**Goal of the exercise**
Set out the records below as a numbered list, running from their first line down to the line that contains "x=508, y=141", with both included and blank lines dropped.

--- Begin Data provided ---

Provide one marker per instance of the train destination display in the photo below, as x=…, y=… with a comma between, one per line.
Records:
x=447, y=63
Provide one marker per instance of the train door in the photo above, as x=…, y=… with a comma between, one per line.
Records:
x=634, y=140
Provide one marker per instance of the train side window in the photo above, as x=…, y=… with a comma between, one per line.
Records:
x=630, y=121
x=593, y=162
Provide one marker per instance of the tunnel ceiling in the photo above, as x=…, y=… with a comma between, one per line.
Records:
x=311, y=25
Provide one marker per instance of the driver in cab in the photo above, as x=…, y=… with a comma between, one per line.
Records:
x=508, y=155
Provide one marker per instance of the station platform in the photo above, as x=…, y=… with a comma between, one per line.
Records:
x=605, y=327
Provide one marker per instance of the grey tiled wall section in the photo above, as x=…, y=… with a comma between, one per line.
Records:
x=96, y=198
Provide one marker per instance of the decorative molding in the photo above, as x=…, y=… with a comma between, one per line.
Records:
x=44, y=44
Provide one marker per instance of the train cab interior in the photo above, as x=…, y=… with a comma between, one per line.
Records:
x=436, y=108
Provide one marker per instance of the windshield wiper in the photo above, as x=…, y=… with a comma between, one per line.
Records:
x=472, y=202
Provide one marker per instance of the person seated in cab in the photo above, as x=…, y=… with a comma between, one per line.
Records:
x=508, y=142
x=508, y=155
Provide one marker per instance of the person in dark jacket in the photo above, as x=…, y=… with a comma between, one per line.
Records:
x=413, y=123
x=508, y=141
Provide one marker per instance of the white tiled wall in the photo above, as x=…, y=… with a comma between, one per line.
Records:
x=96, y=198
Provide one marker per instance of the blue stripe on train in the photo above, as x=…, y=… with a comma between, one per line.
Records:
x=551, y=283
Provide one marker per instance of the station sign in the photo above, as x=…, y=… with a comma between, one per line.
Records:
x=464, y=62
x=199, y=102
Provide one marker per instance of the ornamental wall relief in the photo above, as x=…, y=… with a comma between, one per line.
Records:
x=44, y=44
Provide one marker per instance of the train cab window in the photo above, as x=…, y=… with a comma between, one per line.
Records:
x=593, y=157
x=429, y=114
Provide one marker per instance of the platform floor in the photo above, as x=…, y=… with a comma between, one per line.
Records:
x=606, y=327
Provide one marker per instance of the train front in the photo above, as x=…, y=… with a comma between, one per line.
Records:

--- End Data provided ---

**The result**
1. Provide one marker per instance of the train destination display in the photo below, as x=…, y=… with a comma between, one per line.
2. Records:
3. x=447, y=63
4. Provide one marker per instance of the train door in the photo above, as x=…, y=… with a comma between, one per line.
5. Records:
6. x=634, y=140
7. Provide one marker per instance of the train side window in the photo above, as x=…, y=… with a comma between, one per line.
8. Records:
9. x=630, y=121
10. x=593, y=162
11. Provide one marker per instance of the tunnel ceiling in the photo above, as x=…, y=… with a comma between, one per line.
12. Records:
13. x=311, y=25
14. Provide one marker per instance of the driver in cab in the photo above, as x=…, y=… with a comma between, one per line.
15. Records:
16. x=508, y=155
17. Provide one marker per instance of the station platform in the photo above, as x=…, y=… with a comma between, one per line.
18. Records:
19. x=605, y=327
20. Provide one marker per instance of the grey tiled wall section in the photo above, as x=…, y=… with a comma between, one per line.
21. Records:
22. x=96, y=198
23. Provide one marker per instance of the decorative molding in the photo above, as x=…, y=… with a comma between, one per line.
24. Records:
25. x=44, y=44
26. Provide one marker per instance of the train cab interior in the photo above, as x=…, y=… with a comma between, one per line.
27. Records:
28. x=436, y=108
29. Provide one marker per instance of the windshield wiper in the photo above, as x=…, y=… with a comma between, one per line.
30. Records:
31. x=472, y=202
32. Provide one marker per instance of the person seated in cab in the photo above, as x=…, y=… with a comma between, one per line.
33. Records:
34. x=508, y=142
35. x=508, y=155
36. Provide one marker per instance of the person in dark jacket in the photo above, as x=…, y=… with a comma between, one per line.
37. Records:
38. x=413, y=123
39. x=508, y=141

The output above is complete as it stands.